#### Written request
Render these lines as a Markdown table with two columns, "Row" for the row number and "Line" for the line, leaving out blank lines and any pictures.

#### Given records
— START —
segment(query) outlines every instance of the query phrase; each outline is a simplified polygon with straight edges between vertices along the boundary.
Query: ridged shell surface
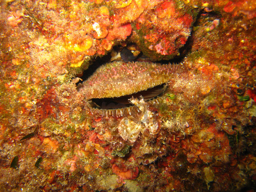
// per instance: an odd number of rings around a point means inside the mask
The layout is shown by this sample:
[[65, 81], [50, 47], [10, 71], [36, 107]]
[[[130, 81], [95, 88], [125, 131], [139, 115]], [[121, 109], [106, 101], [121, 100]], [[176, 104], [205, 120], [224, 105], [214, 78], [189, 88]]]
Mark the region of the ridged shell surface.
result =
[[108, 63], [83, 83], [80, 91], [88, 100], [130, 95], [168, 82], [173, 69], [171, 64]]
— END —
#### Complete output
| Row | Line |
|---|---|
| 1 | segment(query) outlines every instance of the query phrase; each outline is a simplified polygon with straight edges between vertices along the boundary. |
| 2 | Query: ridged shell surface |
| 3 | // per instance: an odd number of rings around a point means inside the mask |
| 4 | The layout is shown by this sample: |
| 5 | [[65, 81], [50, 47], [10, 71], [36, 107]] |
| 6 | [[[130, 81], [95, 88], [125, 131], [139, 115]], [[121, 109], [106, 101], [121, 100]], [[176, 104], [205, 120], [224, 105], [214, 78], [189, 88]]] |
| 7 | Mark the region of the ridged shell surface. |
| 8 | result = |
| 9 | [[108, 63], [83, 83], [80, 91], [88, 100], [130, 95], [168, 82], [173, 69], [171, 64]] |